Lesetext:

Prozess: Frau vor die U-Bahn gestoßen

Prozess: Frau vor die U-Bahn gestoßen
Ein Geisteskranker wollte eine Wien-Besucherin von Dämonen befreien. Die gerettete Frau fährt nun nicht mehr U-Bahn.

Eine 47-jährige Oberösterreicherin fuhr am 15. Oktober 2011 zum ersten Mal in ihrem Leben mit der U-Bahn. Und zum letzten Mal. An diesem Tag wollte sie ein geisteskranker Mann auf die Geleise stoßen. Eine Freundin konnte gerade noch das Schlimmste verhindern. „Ich fahre nie wieder U-Bahn“, sagt das geschockte Opfer.

Gemeinsam mit sieben anderen Frauen war die 47-Jährige damals auf Wien-Besuch. Die Gruppe fuhr mit der U1 in die City. Schon im Zug fiel den Damen ein Mann auf, der vor sich hin murmelte.

Rohdaten:
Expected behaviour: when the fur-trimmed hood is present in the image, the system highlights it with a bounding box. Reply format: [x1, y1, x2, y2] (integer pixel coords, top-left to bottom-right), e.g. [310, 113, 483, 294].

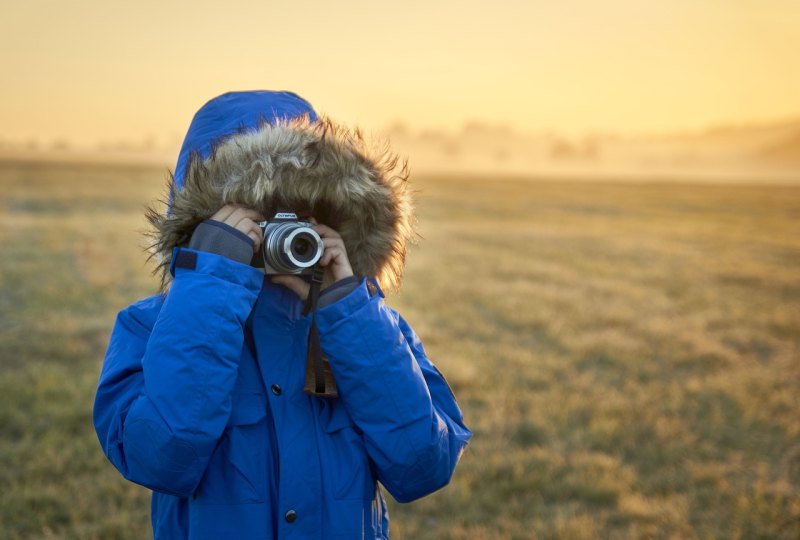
[148, 92, 416, 296]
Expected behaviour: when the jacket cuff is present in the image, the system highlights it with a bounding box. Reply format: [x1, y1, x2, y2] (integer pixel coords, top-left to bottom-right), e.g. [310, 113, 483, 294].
[189, 219, 253, 263]
[169, 247, 264, 294]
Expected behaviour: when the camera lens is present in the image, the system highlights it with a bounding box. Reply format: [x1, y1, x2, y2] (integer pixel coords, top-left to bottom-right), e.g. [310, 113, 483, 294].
[263, 221, 325, 274]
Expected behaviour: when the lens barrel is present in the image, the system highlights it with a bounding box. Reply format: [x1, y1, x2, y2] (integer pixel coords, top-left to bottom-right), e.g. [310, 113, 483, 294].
[261, 221, 325, 274]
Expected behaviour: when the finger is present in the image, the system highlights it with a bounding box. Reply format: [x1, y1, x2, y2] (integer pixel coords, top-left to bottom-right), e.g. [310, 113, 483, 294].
[322, 238, 347, 251]
[319, 247, 344, 266]
[270, 275, 310, 299]
[244, 221, 264, 253]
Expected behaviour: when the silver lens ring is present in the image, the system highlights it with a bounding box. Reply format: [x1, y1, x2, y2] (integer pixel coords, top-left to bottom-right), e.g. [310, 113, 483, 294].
[282, 227, 325, 268]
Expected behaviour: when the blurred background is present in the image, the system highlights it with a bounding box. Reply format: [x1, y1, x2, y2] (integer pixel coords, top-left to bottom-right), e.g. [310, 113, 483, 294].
[0, 0, 800, 539]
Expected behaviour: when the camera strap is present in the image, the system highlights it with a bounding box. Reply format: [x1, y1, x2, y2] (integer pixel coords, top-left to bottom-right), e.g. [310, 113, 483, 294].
[303, 264, 339, 397]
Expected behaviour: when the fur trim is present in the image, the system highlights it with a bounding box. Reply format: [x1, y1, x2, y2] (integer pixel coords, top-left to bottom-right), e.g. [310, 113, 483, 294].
[147, 116, 417, 291]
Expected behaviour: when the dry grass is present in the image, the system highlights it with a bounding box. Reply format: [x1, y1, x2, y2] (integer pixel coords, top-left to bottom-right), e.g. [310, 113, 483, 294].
[0, 164, 800, 539]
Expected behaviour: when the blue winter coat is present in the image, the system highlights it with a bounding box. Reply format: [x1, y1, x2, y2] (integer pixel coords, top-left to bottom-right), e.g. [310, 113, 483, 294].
[94, 90, 470, 540]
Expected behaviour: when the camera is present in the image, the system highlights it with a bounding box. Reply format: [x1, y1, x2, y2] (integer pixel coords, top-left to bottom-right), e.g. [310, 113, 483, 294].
[250, 212, 325, 275]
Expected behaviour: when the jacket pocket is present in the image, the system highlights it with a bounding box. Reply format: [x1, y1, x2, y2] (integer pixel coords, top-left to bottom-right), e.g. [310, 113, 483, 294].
[320, 399, 376, 501]
[192, 394, 269, 506]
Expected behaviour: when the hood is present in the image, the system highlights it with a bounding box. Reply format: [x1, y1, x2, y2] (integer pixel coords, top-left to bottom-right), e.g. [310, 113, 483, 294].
[147, 91, 416, 291]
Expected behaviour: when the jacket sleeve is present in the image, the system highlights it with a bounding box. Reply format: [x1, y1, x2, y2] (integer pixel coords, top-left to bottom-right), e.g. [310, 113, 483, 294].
[94, 248, 263, 497]
[317, 280, 471, 502]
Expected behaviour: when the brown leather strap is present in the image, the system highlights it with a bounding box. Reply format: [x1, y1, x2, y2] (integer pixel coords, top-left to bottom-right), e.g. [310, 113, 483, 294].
[303, 265, 339, 397]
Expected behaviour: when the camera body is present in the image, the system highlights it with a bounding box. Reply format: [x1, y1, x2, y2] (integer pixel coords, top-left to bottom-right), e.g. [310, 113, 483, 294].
[250, 212, 325, 275]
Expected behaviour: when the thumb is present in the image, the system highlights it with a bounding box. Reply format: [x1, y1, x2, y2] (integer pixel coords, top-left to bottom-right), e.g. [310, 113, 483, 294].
[270, 275, 311, 300]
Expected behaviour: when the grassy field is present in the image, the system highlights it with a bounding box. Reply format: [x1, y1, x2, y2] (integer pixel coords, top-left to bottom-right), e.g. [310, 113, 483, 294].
[0, 164, 800, 540]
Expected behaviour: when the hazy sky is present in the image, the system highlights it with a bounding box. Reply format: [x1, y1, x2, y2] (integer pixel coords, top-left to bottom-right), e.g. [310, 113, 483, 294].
[0, 0, 800, 144]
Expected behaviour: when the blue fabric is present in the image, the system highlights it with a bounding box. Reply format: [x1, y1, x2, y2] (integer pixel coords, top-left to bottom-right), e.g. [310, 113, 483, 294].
[94, 248, 470, 540]
[173, 90, 317, 189]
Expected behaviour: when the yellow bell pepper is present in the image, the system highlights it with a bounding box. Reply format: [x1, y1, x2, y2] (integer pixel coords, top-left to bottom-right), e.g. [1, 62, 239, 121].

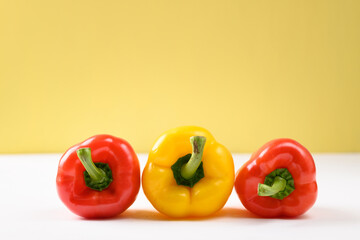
[142, 127, 235, 218]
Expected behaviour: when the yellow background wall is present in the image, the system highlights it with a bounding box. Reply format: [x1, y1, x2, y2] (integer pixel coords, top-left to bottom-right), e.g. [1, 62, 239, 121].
[0, 0, 360, 153]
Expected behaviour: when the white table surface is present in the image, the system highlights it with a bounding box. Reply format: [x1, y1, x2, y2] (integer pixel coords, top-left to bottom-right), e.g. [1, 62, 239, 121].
[0, 153, 360, 240]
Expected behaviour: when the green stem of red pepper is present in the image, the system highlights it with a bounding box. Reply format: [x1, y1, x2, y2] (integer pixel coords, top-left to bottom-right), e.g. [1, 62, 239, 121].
[258, 168, 295, 200]
[258, 177, 286, 196]
[76, 148, 106, 182]
[181, 136, 206, 179]
[76, 148, 112, 191]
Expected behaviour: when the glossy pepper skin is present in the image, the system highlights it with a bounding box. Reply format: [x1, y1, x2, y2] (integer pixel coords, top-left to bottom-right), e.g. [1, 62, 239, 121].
[142, 126, 235, 218]
[235, 139, 318, 217]
[56, 135, 140, 218]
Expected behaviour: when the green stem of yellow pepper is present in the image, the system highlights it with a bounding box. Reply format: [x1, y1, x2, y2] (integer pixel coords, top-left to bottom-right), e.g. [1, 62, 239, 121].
[181, 136, 206, 179]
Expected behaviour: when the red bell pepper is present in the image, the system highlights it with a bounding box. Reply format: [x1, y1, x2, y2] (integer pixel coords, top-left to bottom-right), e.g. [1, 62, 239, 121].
[235, 139, 317, 217]
[56, 135, 140, 218]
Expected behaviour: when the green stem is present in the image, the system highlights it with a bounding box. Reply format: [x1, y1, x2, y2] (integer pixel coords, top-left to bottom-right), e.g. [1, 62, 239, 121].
[181, 136, 206, 179]
[76, 148, 108, 183]
[258, 176, 286, 196]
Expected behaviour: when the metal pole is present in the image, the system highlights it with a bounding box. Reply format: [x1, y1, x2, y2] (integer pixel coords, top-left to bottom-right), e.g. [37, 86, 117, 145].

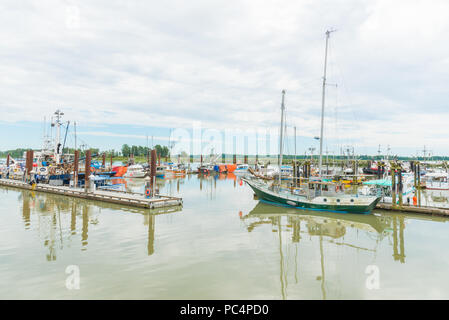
[319, 30, 331, 176]
[279, 90, 285, 185]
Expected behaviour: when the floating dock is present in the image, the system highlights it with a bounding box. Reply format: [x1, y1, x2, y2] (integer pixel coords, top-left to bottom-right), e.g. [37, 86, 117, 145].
[0, 179, 182, 209]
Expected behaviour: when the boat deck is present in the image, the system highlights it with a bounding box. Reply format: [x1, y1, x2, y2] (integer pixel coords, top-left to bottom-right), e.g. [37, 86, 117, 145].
[0, 179, 182, 209]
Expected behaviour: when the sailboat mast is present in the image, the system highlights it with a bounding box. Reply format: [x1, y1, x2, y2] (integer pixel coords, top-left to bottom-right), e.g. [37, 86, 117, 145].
[319, 30, 334, 176]
[279, 90, 285, 185]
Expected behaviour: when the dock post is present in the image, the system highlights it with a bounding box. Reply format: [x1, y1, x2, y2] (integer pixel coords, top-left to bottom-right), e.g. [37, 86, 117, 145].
[101, 152, 106, 169]
[398, 168, 402, 207]
[412, 162, 417, 189]
[73, 150, 80, 188]
[391, 167, 396, 208]
[25, 150, 34, 182]
[84, 149, 92, 192]
[144, 175, 152, 198]
[416, 163, 421, 189]
[150, 149, 157, 197]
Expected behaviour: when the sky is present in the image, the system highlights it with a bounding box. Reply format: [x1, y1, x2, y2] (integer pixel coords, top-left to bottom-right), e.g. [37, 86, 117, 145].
[0, 0, 449, 156]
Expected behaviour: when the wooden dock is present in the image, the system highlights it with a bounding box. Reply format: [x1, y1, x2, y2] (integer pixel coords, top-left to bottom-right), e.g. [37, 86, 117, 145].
[0, 179, 182, 209]
[376, 202, 449, 217]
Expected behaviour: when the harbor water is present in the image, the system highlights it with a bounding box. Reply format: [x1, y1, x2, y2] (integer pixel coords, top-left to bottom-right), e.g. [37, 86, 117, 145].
[0, 174, 449, 299]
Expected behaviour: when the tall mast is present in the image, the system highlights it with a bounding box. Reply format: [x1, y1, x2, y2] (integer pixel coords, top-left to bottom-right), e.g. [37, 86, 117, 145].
[319, 30, 335, 176]
[73, 121, 77, 150]
[54, 109, 64, 164]
[294, 126, 296, 161]
[279, 90, 285, 185]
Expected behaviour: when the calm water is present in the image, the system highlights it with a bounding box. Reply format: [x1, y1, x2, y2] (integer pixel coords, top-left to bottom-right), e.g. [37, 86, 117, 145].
[0, 172, 449, 299]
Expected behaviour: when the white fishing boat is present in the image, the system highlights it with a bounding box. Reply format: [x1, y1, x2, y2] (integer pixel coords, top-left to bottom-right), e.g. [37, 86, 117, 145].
[234, 163, 249, 174]
[123, 164, 145, 178]
[242, 31, 381, 213]
[424, 172, 449, 190]
[359, 174, 415, 203]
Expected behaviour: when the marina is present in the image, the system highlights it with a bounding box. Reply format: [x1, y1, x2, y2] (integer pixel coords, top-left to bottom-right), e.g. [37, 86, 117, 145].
[0, 0, 449, 304]
[0, 174, 449, 299]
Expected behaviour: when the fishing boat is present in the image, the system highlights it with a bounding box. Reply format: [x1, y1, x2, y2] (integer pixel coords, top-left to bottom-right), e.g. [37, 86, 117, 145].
[359, 174, 415, 203]
[424, 172, 449, 190]
[164, 163, 186, 177]
[242, 31, 381, 213]
[242, 178, 381, 213]
[123, 164, 145, 178]
[234, 163, 249, 173]
[156, 166, 166, 178]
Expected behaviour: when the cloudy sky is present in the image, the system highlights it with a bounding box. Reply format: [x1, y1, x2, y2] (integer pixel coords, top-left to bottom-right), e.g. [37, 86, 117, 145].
[0, 0, 449, 155]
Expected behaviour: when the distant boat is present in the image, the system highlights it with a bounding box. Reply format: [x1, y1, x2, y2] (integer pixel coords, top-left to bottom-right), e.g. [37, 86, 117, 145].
[242, 31, 381, 213]
[123, 164, 145, 178]
[243, 178, 380, 213]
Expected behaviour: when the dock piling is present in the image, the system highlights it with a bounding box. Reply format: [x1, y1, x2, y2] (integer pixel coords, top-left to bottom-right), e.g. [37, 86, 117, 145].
[84, 149, 92, 192]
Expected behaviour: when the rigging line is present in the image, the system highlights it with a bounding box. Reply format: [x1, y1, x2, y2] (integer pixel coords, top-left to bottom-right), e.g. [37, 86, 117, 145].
[334, 40, 366, 150]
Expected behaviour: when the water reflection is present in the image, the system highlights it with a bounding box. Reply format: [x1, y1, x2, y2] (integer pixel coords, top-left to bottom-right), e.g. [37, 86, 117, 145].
[14, 188, 182, 261]
[239, 201, 447, 299]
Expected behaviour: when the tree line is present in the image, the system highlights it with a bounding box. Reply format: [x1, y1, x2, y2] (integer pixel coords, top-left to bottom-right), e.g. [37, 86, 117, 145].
[122, 144, 170, 158]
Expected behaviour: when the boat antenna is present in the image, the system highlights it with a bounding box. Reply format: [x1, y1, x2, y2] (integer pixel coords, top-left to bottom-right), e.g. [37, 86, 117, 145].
[319, 30, 336, 176]
[279, 90, 285, 186]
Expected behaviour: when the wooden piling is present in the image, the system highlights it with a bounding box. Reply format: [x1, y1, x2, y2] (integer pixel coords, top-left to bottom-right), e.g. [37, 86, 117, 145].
[84, 149, 92, 191]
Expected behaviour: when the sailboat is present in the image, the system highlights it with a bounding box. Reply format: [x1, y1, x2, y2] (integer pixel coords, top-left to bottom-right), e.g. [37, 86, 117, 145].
[242, 31, 381, 213]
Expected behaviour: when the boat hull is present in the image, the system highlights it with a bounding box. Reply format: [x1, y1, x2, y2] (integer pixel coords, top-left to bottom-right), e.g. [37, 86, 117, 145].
[246, 181, 380, 214]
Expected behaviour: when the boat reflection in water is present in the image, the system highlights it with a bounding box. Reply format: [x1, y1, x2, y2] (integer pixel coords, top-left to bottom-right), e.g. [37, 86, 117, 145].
[239, 201, 438, 299]
[16, 188, 182, 261]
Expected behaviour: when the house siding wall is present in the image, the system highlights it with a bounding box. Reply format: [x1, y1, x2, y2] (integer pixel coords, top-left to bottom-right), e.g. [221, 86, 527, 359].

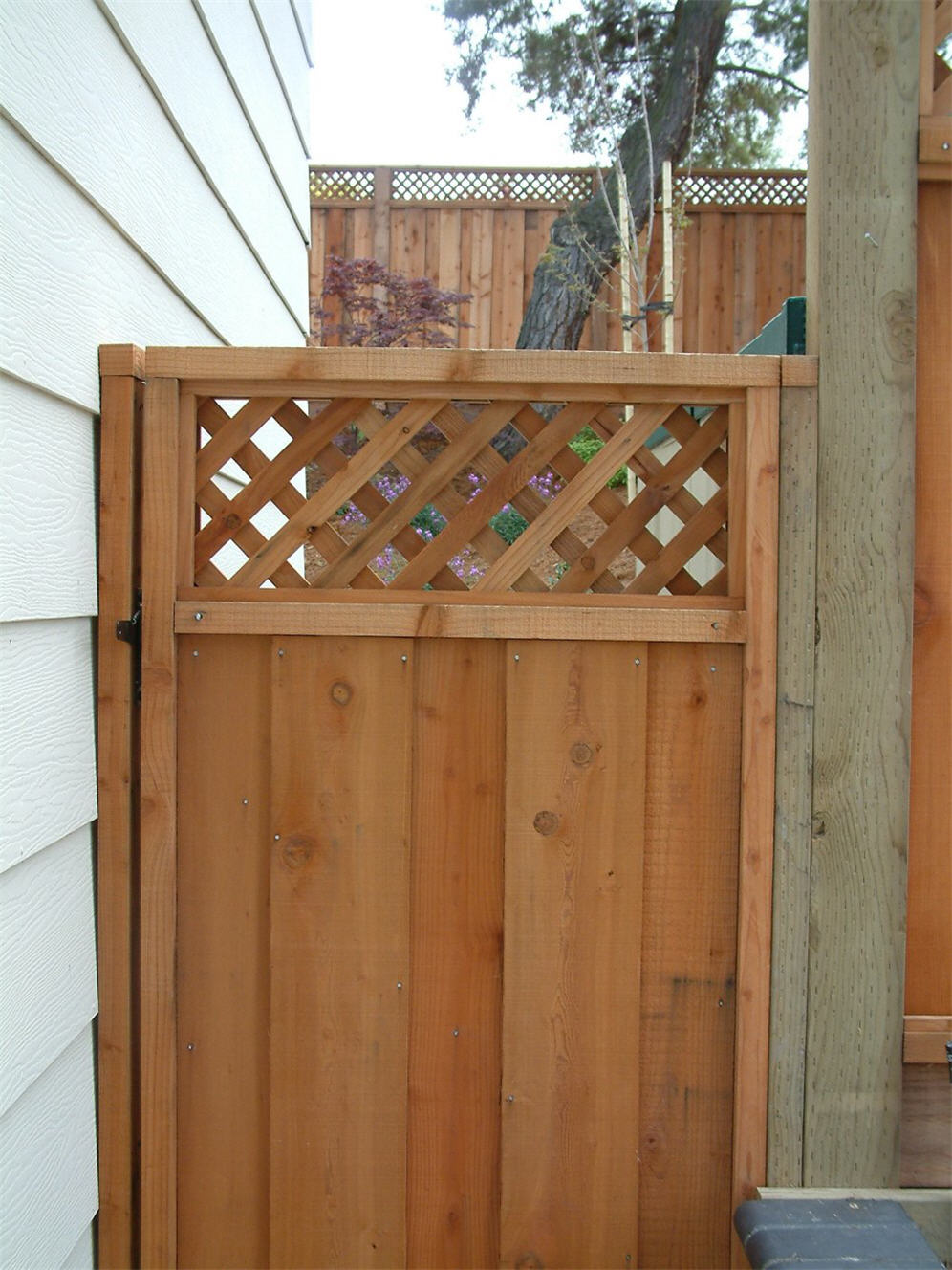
[0, 0, 310, 1270]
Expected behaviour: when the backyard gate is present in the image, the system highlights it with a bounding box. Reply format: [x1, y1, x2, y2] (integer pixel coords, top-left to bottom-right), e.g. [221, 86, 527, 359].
[99, 347, 792, 1267]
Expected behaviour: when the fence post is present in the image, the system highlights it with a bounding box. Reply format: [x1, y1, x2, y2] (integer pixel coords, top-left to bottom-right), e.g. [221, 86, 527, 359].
[804, 0, 919, 1186]
[97, 344, 143, 1270]
[373, 167, 394, 270]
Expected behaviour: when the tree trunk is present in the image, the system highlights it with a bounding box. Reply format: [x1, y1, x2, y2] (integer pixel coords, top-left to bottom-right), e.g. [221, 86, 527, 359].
[516, 0, 731, 348]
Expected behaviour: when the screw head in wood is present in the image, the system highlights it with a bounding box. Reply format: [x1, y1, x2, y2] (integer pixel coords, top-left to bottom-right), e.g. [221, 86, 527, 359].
[531, 812, 558, 838]
[330, 679, 355, 706]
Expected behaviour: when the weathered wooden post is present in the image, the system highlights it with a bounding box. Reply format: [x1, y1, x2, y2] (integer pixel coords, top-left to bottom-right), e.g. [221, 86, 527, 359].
[801, 0, 919, 1186]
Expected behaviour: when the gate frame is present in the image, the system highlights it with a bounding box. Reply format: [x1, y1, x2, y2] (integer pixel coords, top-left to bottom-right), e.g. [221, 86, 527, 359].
[97, 345, 817, 1267]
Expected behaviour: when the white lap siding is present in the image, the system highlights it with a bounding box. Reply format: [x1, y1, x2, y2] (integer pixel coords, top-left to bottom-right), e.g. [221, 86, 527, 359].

Deine Aufgabe: Wie lautet die Stelle im Artikel über den U-Bahn-Prozess, die mit „Eine 47-jährige Oberösterreicherin“ beginnt und mit „sich hin murmelte.“ endet? Gib sie wörtlich wieder.

Musterlösung:
Eine 47-jährige Oberösterreicherin fuhr am 15. Oktober 2011 zum ersten Mal in ihrem Leben mit der U-Bahn. Und zum letzten Mal. An diesem Tag wollte sie ein geisteskranker Mann auf die Geleise stoßen. Eine Freundin konnte gerade noch das Schlimmste verhindern. „Ich fahre nie wieder U-Bahn“, sagt das geschockte Opfer.

Gemeinsam mit sieben anderen Frauen war die 47-Jährige damals auf Wien-Besuch. Die Gruppe fuhr mit der U1 in die City. Schon im Zug fiel den Damen ein Mann auf, der vor sich hin murmelte.